RECORDS SUPPLIED -
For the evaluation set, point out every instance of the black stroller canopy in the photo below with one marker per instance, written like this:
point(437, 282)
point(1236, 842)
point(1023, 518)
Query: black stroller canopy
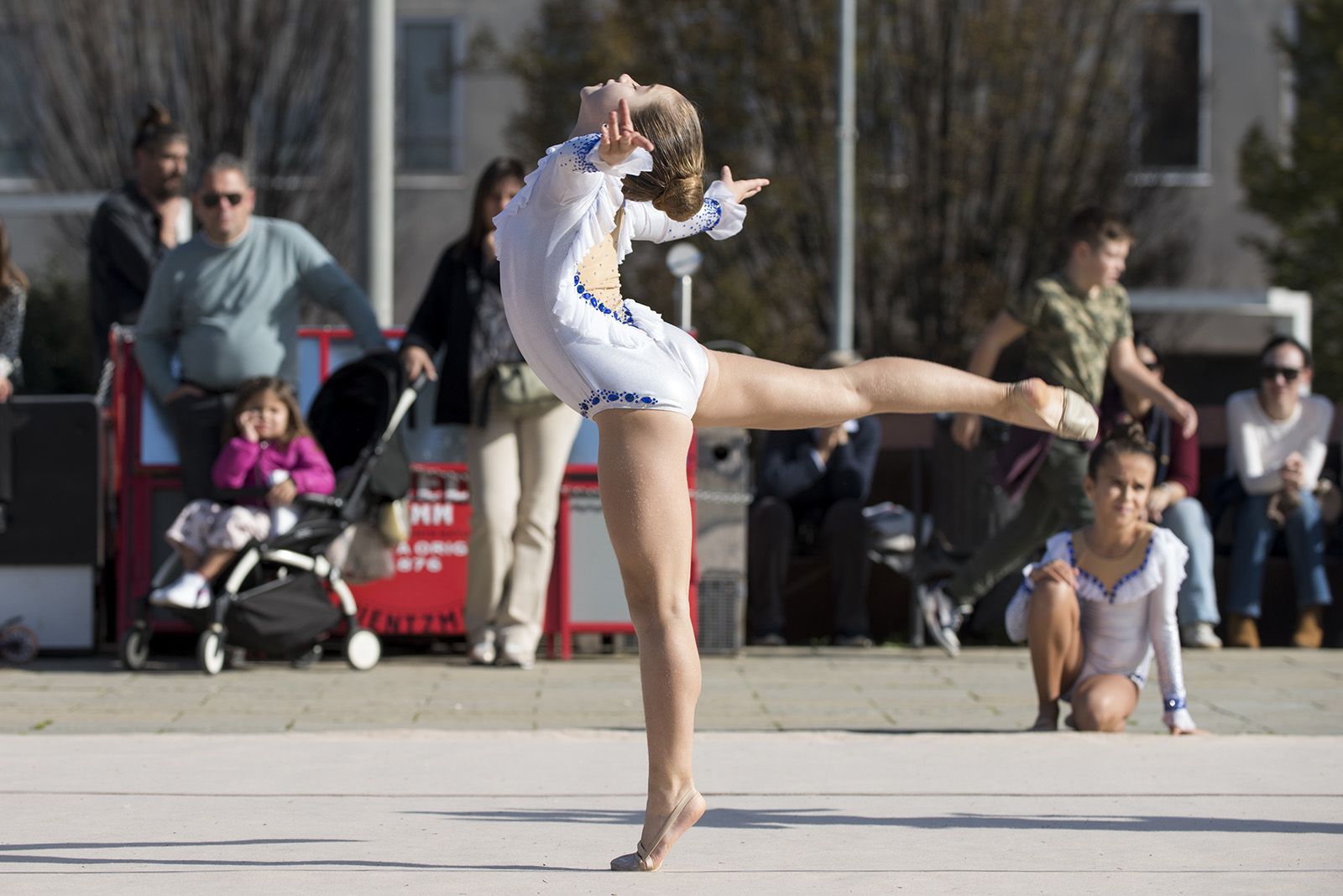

INSTRUCTIONS TO FOLLOW -
Write out every line of the items above as a numbered list, skipping blank lines and leaving out the pictures.

WRITTEN RESPONSE -
1. For the evaluation set, point out every instance of the black stroller canopy in the photo below with one marker per instance, written like this:
2. point(437, 282)
3. point(1236, 842)
4. point(1023, 518)
5. Query: black stroller canopy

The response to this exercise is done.